- [PROBLEM REQUIREMENTS]:
Please render the data below as a JSON list of strings, with one string per line and blank lines omitted.

:::::

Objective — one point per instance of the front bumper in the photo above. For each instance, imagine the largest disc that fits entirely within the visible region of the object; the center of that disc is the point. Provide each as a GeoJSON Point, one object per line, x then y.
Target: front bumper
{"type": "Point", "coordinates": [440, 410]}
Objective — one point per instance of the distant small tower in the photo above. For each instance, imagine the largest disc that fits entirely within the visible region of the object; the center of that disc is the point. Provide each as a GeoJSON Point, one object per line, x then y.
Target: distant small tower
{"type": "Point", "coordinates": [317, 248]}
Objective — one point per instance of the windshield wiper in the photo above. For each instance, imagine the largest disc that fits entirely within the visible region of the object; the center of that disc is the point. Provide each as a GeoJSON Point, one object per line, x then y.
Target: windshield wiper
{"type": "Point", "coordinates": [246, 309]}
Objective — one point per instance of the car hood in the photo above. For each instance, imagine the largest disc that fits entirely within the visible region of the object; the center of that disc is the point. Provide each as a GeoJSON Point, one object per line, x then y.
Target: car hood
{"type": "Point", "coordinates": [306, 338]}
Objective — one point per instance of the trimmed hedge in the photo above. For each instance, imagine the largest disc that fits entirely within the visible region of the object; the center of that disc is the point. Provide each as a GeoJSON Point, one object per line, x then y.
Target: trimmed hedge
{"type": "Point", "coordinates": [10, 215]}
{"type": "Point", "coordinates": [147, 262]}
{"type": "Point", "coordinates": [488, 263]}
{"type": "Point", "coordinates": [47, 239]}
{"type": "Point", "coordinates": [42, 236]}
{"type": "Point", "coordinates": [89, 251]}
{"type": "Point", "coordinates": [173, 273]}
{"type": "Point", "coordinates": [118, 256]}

:::::

- [EXERCISE ANSWER]:
[
  "Objective — one point per instance of the front bumper in the photo above. For each instance, imagine the largest disc that fits entirely within the visible region of the object; the center of that disc is the point. Provide each as a GeoJSON Point, one object per line, x then y.",
  "Target: front bumper",
  "{\"type\": \"Point\", \"coordinates\": [440, 410]}",
  "Objective — one point per instance of the distant small tower in the photo above. For each instance, imagine the largest disc that fits entirely within the visible region of the object; the center of that disc is the point. Provide each as a GeoJSON Point, one object per line, x then y.",
  "Target: distant small tower",
  "{\"type\": \"Point\", \"coordinates\": [317, 248]}",
  "Objective — one point per instance of the windshield wiper in the photo above. For each instance, imagine the largest disc that fits entirely within the visible region of the object; the center of that disc is the point. Provide each as a GeoJSON Point, one object per line, x then y.",
  "Target: windshield wiper",
  "{\"type\": \"Point\", \"coordinates\": [246, 309]}",
  "Objective — one point per instance of the car hood in the photo above. For each instance, imagine the largest disc that fits entirely within the visible region of the object; the center of that disc is the point. Provide each as a GeoJSON Point, one object per line, x then y.",
  "Target: car hood",
  "{\"type\": \"Point\", \"coordinates\": [306, 338]}",
  "Objective — one point per instance of the trimmed hedge in the photo above. For each instance, imagine the largest disc that fits entirely within the visible region of the object; the center of that disc is the point. Provide each as a GeoJSON Point, one object per line, x then y.",
  "Target: trimmed hedge",
  "{\"type\": \"Point\", \"coordinates\": [10, 215]}",
  "{\"type\": \"Point\", \"coordinates\": [147, 262]}",
  "{\"type\": \"Point\", \"coordinates\": [488, 263]}",
  "{\"type\": \"Point\", \"coordinates\": [47, 239]}",
  "{\"type\": \"Point\", \"coordinates\": [42, 236]}",
  "{\"type\": \"Point\", \"coordinates\": [89, 251]}",
  "{\"type\": \"Point\", \"coordinates\": [173, 273]}",
  "{\"type\": \"Point\", \"coordinates\": [118, 256]}"
]